Hi ! Thanks for helping out. I thought about kernel bug at first but my tests so far have proven that it is latest u-boot that breaks emmc on bpi-r64. I successfully tested emmc with kernel 5.4 but old u-boot (see bootlog with few mount commands) boot_5.4.log (41,3 Ko) Looks like old uboot has external mediatek mmc drivers for emmc and sd. In new uboot, sd is taken care by mtk-sd.c as you pointed but emmc is handled by legacy mmc. So I’ll dig into that.
Hi. I have beginner level question. I have successfully built openwrt from scratch and ended up with the following files: bin/targets/mediatek/mt7622/openwrt-mediatek-mt7622-bpi_bananapi-r64-initramfs-kernel.bin bin/targets/mediatek/mt7622/openwrt-mediatek-mt7622-bpi_bananapi-r64-squashfs-sysupgrade.bin
I flashed the initramfs-kernel.bin to eMMC via TFTP.

Work to complete:
a) In the forum thread, update the passage that begins at the words that have "Hi. I have beginner" and stops after "eMMC via TFTP.", with "TFTP" changed to "USB".
b) Answer these questions about the forum thread:
(i) Which kernel version was eMMC successfully tested with while using the old u-boot?
(ii) In the new u-boot, which file takes care of sd?
(iii) What did the second poster build from scratch?
c) Proceed with the forum thread about eMMC on the bpi-r64, starting after its final sentence.
The records that come next are separate material.

Recorded data:
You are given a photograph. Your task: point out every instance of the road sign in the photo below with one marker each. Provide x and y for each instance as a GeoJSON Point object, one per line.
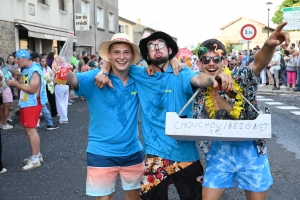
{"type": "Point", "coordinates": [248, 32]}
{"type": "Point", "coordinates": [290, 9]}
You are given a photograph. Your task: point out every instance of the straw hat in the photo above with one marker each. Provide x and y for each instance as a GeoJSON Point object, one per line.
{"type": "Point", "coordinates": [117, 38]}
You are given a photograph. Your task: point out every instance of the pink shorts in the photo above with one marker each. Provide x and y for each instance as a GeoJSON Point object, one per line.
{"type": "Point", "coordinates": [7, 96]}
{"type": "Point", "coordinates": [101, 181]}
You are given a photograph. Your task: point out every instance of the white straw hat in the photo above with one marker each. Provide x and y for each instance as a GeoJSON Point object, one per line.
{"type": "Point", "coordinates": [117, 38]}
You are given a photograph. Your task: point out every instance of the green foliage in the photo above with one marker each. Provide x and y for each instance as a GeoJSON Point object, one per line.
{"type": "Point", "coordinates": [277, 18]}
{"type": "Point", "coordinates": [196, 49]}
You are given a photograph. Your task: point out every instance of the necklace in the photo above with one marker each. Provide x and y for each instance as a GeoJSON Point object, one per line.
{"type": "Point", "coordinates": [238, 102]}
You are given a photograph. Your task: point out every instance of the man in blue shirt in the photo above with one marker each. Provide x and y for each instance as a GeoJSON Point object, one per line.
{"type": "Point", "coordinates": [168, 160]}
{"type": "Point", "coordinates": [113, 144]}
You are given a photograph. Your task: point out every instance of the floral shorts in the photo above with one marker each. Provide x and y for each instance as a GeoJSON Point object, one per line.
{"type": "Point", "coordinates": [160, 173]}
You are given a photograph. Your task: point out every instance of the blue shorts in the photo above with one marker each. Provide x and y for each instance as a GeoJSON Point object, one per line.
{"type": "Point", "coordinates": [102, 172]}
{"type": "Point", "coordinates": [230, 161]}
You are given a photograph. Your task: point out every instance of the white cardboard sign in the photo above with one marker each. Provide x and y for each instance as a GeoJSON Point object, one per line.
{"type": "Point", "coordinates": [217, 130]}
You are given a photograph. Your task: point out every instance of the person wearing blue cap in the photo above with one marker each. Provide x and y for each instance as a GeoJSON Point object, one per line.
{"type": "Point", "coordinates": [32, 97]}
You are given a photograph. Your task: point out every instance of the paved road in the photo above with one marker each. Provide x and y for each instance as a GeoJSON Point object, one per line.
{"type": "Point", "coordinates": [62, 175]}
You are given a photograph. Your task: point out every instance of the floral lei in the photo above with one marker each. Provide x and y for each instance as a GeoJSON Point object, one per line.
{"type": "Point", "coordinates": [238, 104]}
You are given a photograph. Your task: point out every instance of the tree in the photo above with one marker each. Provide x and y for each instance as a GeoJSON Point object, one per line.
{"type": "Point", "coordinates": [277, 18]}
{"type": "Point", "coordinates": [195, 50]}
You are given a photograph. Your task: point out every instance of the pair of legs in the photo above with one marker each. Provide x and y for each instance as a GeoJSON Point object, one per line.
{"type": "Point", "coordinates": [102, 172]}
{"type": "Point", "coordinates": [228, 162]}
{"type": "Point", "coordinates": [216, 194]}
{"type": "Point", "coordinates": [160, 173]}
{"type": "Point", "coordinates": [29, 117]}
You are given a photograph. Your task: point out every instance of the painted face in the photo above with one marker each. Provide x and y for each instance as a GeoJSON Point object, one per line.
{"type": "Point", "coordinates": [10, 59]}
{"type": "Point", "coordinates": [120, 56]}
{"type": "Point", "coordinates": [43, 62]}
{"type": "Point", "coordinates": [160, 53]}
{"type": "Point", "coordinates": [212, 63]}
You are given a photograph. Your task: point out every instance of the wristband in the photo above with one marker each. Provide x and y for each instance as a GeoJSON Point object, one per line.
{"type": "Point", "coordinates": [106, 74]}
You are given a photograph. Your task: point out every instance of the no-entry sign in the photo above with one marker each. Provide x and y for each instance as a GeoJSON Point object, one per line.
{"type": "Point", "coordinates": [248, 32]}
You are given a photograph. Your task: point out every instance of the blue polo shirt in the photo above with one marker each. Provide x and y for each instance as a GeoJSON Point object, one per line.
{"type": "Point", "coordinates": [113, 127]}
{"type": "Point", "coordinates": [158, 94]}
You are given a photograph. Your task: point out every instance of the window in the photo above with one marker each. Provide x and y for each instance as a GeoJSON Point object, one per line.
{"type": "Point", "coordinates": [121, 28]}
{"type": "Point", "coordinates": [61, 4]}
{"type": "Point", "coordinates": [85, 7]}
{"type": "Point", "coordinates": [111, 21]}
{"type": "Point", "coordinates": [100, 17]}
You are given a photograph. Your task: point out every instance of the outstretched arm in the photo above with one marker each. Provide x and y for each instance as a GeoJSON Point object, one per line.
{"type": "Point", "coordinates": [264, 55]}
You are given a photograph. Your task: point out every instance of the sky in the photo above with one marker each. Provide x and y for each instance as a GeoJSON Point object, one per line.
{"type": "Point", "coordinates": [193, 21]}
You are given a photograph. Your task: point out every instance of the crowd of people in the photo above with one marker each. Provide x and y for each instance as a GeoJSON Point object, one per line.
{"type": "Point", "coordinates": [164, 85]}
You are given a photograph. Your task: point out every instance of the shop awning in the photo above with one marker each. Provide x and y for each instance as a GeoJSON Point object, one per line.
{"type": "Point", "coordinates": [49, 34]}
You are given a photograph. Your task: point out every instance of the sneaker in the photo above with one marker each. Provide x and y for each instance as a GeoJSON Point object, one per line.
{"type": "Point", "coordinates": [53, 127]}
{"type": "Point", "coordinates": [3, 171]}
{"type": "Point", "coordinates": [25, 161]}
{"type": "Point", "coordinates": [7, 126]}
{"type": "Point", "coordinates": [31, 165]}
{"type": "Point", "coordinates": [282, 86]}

Per-task outputs:
a)
Hi. I have beginner level question. I have successfully built openwrt from scratch and ended up with the following files: bin/targets/mediatek/mt7622/openwrt-mediatek-mt7622-bpi_bananapi-r64-initramfs-kernel.bin bin/targets/mediatek/mt7622/openwrt-mediatek-mt7622-bpi_bananapi-r64-squashfs-sysupgrade.bin
I flashed the initramfs-kernel.bin to eMMC via USB.

b)
(i) Kernel 5.4
(ii) mtk-sd.c
(iii) OpenWrt

c)
How do I flash the sysupgrade.bin? Should I use the sysupgrade command after booting the kernel?
I will do some tests too,if i find some time…currently extremely limited because of corona (2 kids at home).
As far as i read
- not kernel-related (makes it strange because uboot and linux using separate drivers that should work without the other and made a own initialization) => i guess problem is another subsysten (e.g. missing clock in linux,which is initialized by old uboot but not in new/linux)…but also here it’s strange that emmc in uboot works (loading kernel)
- old uboot not affected
at least i get same errors with new uboot (2020-04-rc2, linux kernel 5.4.30-bpi-r64-main)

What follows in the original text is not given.